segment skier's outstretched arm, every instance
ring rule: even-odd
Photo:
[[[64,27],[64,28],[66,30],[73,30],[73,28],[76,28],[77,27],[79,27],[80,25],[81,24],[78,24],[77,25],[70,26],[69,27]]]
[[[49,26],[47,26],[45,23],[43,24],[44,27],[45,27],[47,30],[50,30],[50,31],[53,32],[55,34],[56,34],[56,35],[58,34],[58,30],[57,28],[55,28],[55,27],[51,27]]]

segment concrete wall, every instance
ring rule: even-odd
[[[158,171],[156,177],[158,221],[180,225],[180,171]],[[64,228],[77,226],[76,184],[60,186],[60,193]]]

==

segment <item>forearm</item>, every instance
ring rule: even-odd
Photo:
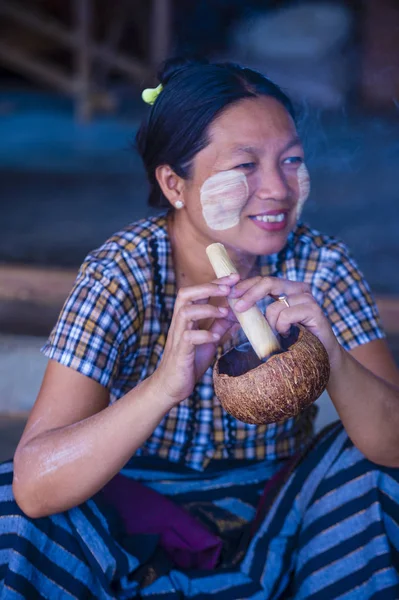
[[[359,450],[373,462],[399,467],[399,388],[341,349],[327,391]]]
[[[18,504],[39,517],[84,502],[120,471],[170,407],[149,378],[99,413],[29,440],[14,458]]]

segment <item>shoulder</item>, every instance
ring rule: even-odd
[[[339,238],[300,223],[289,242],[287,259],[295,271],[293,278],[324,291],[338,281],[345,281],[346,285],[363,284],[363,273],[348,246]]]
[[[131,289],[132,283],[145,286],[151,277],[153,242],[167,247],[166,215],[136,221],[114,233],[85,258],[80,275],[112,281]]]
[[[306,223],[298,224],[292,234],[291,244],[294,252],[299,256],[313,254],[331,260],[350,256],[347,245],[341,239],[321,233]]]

* * *

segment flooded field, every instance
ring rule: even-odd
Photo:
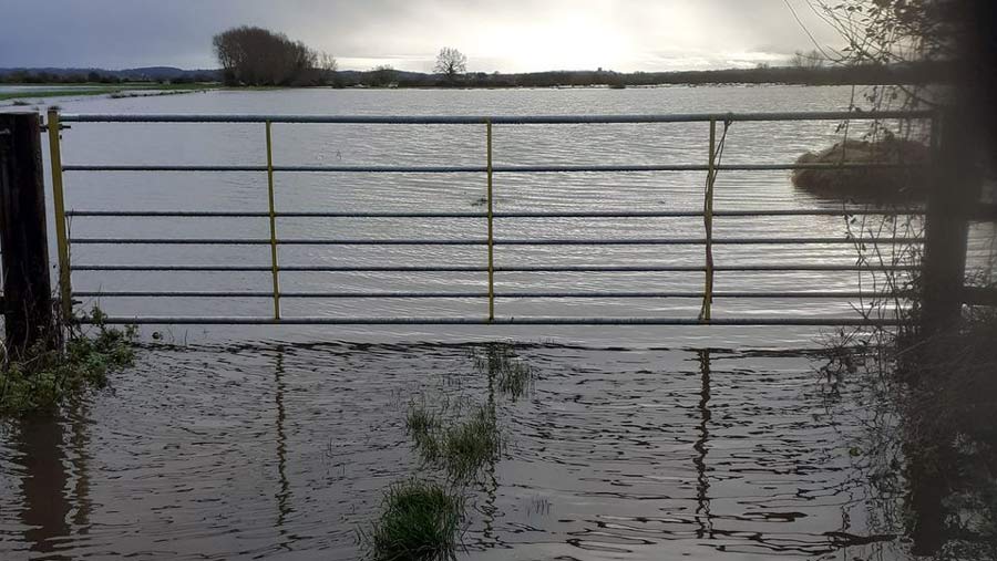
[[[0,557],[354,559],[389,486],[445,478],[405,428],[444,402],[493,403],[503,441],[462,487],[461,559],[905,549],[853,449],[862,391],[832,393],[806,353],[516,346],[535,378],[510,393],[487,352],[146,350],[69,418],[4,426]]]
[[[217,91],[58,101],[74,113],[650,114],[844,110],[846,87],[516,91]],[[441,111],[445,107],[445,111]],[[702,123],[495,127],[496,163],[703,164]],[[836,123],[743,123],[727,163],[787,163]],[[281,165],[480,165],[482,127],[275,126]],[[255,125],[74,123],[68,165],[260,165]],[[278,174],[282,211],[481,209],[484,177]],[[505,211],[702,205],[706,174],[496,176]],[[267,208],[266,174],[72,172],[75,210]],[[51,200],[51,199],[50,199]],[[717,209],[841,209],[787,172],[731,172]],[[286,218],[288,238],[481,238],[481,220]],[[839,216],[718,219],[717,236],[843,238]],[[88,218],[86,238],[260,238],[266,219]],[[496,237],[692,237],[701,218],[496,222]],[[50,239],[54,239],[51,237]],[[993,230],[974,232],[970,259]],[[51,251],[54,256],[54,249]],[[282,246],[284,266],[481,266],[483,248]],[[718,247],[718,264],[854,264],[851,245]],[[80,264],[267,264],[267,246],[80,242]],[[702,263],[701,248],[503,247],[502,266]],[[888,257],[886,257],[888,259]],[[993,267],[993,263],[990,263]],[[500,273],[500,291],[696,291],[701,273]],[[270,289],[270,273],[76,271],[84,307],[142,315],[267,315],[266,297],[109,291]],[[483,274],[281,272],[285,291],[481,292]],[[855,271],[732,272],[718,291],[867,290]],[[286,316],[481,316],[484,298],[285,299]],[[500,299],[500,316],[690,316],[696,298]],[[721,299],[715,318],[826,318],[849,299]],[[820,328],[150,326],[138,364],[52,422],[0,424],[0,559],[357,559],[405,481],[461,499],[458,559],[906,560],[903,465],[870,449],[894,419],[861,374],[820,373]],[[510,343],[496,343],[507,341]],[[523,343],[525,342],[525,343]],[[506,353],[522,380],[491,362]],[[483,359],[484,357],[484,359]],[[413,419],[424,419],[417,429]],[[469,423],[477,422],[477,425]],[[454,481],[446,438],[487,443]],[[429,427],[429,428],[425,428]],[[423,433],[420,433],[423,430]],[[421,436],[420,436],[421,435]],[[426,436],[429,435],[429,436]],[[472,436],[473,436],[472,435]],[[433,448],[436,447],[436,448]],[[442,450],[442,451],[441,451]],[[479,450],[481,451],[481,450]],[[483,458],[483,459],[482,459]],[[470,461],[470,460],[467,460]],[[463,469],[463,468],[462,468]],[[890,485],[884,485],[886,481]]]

- **OBJECTIVE**: Copy out every row above that contains the string "item".

- **WRITTEN RESPONSE**:
segment <item>forearm</item>, every instance
segment <item>shoulder</item>, every instance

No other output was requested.